## Exercise inputs
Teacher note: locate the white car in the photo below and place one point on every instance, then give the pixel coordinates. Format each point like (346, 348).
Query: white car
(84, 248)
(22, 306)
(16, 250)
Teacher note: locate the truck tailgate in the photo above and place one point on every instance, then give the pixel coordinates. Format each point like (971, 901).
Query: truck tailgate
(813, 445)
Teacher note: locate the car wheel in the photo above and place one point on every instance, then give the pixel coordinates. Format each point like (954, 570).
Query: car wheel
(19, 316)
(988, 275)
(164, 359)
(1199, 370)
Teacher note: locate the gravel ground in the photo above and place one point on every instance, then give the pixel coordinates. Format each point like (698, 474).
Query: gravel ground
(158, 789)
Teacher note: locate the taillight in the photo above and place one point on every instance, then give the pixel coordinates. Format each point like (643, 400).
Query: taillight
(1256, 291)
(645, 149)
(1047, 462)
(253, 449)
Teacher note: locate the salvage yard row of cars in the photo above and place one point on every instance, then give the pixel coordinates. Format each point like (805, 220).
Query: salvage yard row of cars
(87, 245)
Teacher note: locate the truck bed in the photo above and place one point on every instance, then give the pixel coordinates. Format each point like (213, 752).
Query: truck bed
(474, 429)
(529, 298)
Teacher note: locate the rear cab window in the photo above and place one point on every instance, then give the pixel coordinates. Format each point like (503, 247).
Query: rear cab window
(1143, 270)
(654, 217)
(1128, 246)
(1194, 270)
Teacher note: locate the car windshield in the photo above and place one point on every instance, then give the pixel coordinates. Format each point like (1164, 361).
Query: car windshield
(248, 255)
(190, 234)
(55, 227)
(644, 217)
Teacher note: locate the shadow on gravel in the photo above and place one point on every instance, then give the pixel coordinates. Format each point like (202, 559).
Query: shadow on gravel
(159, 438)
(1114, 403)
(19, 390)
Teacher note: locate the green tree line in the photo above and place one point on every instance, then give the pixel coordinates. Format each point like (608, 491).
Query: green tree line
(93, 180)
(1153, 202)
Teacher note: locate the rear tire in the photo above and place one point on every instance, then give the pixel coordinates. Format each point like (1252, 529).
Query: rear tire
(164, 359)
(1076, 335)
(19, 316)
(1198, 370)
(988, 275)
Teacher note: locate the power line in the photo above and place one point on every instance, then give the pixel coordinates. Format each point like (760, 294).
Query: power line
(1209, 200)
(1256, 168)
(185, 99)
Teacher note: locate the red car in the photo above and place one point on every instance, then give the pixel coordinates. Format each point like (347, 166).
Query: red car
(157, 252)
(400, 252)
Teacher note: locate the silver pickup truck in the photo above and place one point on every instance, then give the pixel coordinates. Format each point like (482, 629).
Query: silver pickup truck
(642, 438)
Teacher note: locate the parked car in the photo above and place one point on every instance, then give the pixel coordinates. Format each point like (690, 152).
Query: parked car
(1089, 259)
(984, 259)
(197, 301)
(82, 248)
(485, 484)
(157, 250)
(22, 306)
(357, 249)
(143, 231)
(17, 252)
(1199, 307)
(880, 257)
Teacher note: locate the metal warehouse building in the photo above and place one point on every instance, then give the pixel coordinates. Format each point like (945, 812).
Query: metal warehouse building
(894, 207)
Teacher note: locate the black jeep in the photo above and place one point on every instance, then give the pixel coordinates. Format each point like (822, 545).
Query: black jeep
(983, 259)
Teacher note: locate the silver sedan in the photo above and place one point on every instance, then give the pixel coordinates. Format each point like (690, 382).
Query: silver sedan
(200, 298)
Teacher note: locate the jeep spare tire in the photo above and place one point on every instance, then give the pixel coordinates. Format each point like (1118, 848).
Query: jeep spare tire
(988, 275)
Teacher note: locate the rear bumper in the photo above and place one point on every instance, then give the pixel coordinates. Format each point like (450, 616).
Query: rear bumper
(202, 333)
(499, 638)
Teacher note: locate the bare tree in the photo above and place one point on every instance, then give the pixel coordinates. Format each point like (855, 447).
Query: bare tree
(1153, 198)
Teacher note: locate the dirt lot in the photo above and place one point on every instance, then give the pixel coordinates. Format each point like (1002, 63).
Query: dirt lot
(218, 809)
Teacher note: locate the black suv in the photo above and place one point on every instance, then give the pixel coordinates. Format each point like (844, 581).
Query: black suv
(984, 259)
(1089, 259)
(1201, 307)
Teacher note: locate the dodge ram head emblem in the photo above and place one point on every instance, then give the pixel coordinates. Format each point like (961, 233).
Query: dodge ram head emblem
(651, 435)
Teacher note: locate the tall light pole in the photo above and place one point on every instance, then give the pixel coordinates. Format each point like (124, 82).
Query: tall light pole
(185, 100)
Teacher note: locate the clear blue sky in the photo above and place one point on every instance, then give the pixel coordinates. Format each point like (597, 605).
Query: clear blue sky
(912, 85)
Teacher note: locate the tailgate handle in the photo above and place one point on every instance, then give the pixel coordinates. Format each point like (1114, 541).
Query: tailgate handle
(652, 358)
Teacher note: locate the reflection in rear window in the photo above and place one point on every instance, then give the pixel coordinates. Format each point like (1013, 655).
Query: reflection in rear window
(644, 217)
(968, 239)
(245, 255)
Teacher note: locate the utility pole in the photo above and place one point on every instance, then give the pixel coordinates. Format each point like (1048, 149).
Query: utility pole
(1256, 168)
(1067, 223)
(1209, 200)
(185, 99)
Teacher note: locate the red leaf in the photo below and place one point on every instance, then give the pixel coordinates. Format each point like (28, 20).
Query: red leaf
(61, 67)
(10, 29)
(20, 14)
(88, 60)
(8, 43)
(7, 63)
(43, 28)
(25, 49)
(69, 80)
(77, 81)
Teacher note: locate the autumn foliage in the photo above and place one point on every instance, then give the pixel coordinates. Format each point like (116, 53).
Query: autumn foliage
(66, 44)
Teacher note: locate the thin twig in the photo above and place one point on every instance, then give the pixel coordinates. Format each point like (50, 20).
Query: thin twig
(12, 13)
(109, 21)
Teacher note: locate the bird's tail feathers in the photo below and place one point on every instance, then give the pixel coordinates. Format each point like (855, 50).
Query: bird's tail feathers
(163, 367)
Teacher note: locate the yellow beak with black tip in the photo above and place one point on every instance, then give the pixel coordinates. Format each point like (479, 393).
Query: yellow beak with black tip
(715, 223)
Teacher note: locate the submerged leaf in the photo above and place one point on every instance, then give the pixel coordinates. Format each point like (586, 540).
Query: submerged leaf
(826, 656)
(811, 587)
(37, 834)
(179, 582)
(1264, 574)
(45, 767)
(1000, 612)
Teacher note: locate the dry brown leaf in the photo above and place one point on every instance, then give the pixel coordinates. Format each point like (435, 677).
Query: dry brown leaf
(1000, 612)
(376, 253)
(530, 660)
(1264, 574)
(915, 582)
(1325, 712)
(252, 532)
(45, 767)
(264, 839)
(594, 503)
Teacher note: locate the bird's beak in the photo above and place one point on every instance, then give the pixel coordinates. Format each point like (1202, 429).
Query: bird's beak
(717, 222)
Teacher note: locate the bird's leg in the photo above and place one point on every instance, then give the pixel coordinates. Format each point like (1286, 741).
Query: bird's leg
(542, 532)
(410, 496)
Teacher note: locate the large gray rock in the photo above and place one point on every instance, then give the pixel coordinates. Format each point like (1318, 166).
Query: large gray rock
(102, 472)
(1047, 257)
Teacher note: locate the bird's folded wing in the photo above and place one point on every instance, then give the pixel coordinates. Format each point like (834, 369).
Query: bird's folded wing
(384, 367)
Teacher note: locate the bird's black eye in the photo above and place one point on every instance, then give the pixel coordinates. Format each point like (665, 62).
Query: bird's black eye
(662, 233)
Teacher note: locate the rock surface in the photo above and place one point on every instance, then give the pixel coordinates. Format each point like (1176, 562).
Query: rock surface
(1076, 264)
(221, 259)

## Exercise objective
Please repeat the material above, word for word and in full.

## Solved problem
Teacher note: locate the white car in the photo below and place one point on every instance, then give the pixel coordinates. Format each point like (346, 348).
Query: white car
(84, 248)
(22, 306)
(16, 250)
Teacher note: locate the truck tailgate in the photo above and place one point on every instance, then give the pixel coordinates. Format each point like (971, 901).
Query: truck tailgate
(813, 445)
Teacher note: locate the car wheel in the photo above and place one point on every instance, then give the pixel coordinates. Format each point like (954, 570).
Query: car wheel
(19, 316)
(988, 275)
(164, 359)
(1199, 370)
Teacher note: locate the gravel ground in the photo above and place one point on every instance, then give the pixel coordinates. Format each point like (698, 474).
Query: gravel ground
(158, 789)
Teacher note: locate the taillight in the photo above and place one point on every instance, then give the pixel coordinates. Format each point like (643, 400).
Query: taillight
(1256, 291)
(645, 149)
(1047, 462)
(253, 449)
Teacher note: locate the salvage yard row of cars in the photo above and place one point on every instance, then give the pixel coordinates. Format each point like (805, 220).
Query: salvage yard row of cars
(87, 245)
Teacher note: locate the truck bed in the photo above and place one point on every instance, then give the pixel coordinates. Format each point like (213, 752).
Query: truck bed
(474, 429)
(529, 298)
Teacher note: locate the rear cab window in the photo above and place one point on every instance, then give the pixel coordinates. Format each point like (503, 247).
Query: rear cab window
(1143, 270)
(654, 217)
(1128, 246)
(1194, 270)
Teacher note: locate the car windshield in the photo above and place one point on every instance, then give the pixel coordinates. Format each point like (1164, 361).
Query: car windshield
(248, 255)
(190, 234)
(55, 227)
(644, 217)
Teacher note: locate the shadow on gravel in the photo above and place one point on every instance, then give the pixel coordinates. Format each point like (202, 559).
Query: shadow on gravel
(159, 438)
(1114, 403)
(19, 390)
Teacher note: locate the green tree line in the photo above and place one point on every instance, then give the pixel coordinates. Format each point like (608, 491).
Query: green tree line
(93, 180)
(1153, 202)
Teacher note: locate the rear tire in the photo above and place one point on every instance, then give the pixel coordinates. Format each point like (1252, 529).
Query: rear tire
(164, 359)
(1076, 335)
(19, 316)
(1198, 370)
(988, 275)
Teacher note: locate the power line in the photo above and place one point on every instance, then give the pixel coordinates. Format each point like (760, 294).
Query: power line
(1209, 200)
(1256, 168)
(185, 99)
Teacher note: locate the red car in the photo above and place one point on every instance, then give the pixel coordinates. Format each point like (347, 166).
Query: red car
(157, 252)
(400, 252)
Teacher note: locate the silver pickup truck in the photo above and place one point on every instance, then give the pixel coordinates. Format each point like (482, 629).
Query: silver pickup truck
(642, 438)
Teacher note: locate the parked car in the photo above and place one point on every instance, then give the pixel coordinates. Format each point like (690, 152).
Query: parked car
(1089, 259)
(984, 259)
(197, 301)
(82, 248)
(485, 484)
(157, 250)
(22, 306)
(357, 249)
(143, 231)
(17, 252)
(1199, 307)
(880, 257)
Teacher note: locate the metal warehouse building in the photo above and place one point on every instance, then give the pixel coordinates. Format each point like (945, 812).
Query: metal warehouse building
(894, 207)
Teacher note: locate the black jeep in the photo above and place one point on every instance, then give the pixel coordinates. Format each point like (822, 545).
Query: black jeep
(983, 259)
Teacher note: locate the silver sedan in the photo above and place one point on every instance, then give the pixel coordinates. Format each point like (690, 382).
Query: silver sedan
(200, 298)
Teacher note: locate the jeep spare tire in the photo above and place one point on every instance, then give the pixel coordinates. Format each point like (1118, 848).
Query: jeep spare tire
(988, 275)
Teacher note: locate the rear bumper in the photo above and place one point on every instance, then give the pixel coordinates. Format each point like (450, 616).
Query: rear bumper
(202, 333)
(499, 638)
Teacher note: locate the bare tree in the photo above and place one point on every instance, then give the pixel coordinates. Format each point like (855, 447).
Query: bare tree
(1153, 198)
Teacher note: locate the dirt lot in the photo above and place one point on every instance, then give the pixel coordinates. Format each point like (1002, 63).
Query: dirt lot
(218, 809)
Teacher note: locate the black suv in the photo above and place one point on every instance, then give the pixel coordinates. Format each point like (844, 581).
Query: black suv
(984, 259)
(1089, 259)
(1201, 307)
Teacher note: locate the dodge ram head emblem in the photo above and place one point on every instance, then give the pixel coordinates. Format each point like (961, 233).
Query: dodge ram head emblem
(651, 435)
Teacher note: locate the tall light pole in the photo above and place one point on every instance, then give the pixel coordinates. Format each point like (124, 82).
Query: tall light pole
(185, 100)
Teacher note: locate the clear blue sky in the photo above and place one point on every instance, then give the pixel coordinates. Format each point like (597, 605).
Query: clear blue sky
(912, 85)
Teacher note: locate the tailgate handle in the photo above and place one point on every instance, then give the pixel coordinates. Format each point like (1114, 541).
Query: tailgate handle
(652, 358)
Teacher note: locate the reflection in rear window in the photo above and place one point on every instance, then give the pixel coordinates. Format each point like (1013, 655).
Query: reflection in rear window
(644, 217)
(968, 239)
(245, 255)
Teacher note: locate the utility pole in the photo above and place one point on every instance, then give the pixel coordinates. Format each point like (1048, 149).
Query: utility pole
(1256, 168)
(1067, 223)
(1209, 200)
(185, 99)
Teacher note: locate the red leaf in the photo below and place one point on every instance, then give the pixel coordinates. Format each point like (28, 20).
Query: red leaf
(61, 67)
(10, 29)
(20, 14)
(88, 60)
(8, 43)
(7, 63)
(43, 28)
(25, 49)
(69, 80)
(77, 81)
Teacher note: locate the autumn foliage in the photo above and place one point on every instance, then give the pixel coordinates. Format each point like (116, 53).
Query: autumn foliage
(66, 44)
Teacher note: locate the thin twig in the photo above and place one point on every instance, then give the pixel coordinates. Format each point like (50, 20).
Query: thin twig
(12, 13)
(109, 21)
Teacher note: locate the bird's tail feathers in the photo below and place one point on every instance, then give the pixel coordinates. Format each point like (855, 50).
Query: bird's tail feathers
(163, 367)
Teacher note: locate the yellow beak with black tip in the photo above and place one point on every instance, then give the pixel coordinates. Format each point like (479, 393).
Query: yellow beak with black tip
(715, 223)
Teacher note: locate the submerged leaf in the photo above and place one point on every instance, then give the pixel coordinates. Format each point like (586, 540).
Query: submerged leaf
(826, 656)
(811, 587)
(37, 834)
(179, 582)
(1264, 574)
(45, 767)
(1000, 612)
Teacher note: locate the dry brown leaf in the photo above and place one point on every instance, then give the pixel coordinates. Format each point like (435, 677).
Query: dry brown leaf
(1000, 612)
(376, 253)
(530, 660)
(1264, 574)
(915, 582)
(1325, 712)
(252, 532)
(45, 767)
(264, 839)
(594, 503)
Teacher note: locate the bird's beak in the photo above and place one point on every instance, then give the pixel coordinates. Format each point like (1202, 429).
Query: bird's beak
(717, 222)
Teacher note: locate the bird's leg in the photo above and place one point on every instance, then give the pixel coordinates. Format each point like (1286, 741).
Query: bird's leg
(542, 532)
(410, 496)
Teacher note: locate the large gray rock in the photo above and place one point on every instance, then give the pixel coordinates. Format each point like (1318, 166).
Query: large gray rock
(102, 472)
(1047, 257)
Teacher note: locate the bird's folded wing in the photo above and place one point on every instance, then give the pixel coordinates. Format each point like (834, 369).
Query: bird's folded wing
(384, 367)
Teacher note: locate the bird's black eye in the photo above and place one point on every instance, then give the pixel coordinates. Format each point like (665, 62).
Query: bird's black eye
(662, 233)
Teacher note: locate the rock surface in the photo above and place one point on every instance, then give the pixel coordinates. Format each point like (1176, 562).
Query: rock surface
(1076, 264)
(221, 259)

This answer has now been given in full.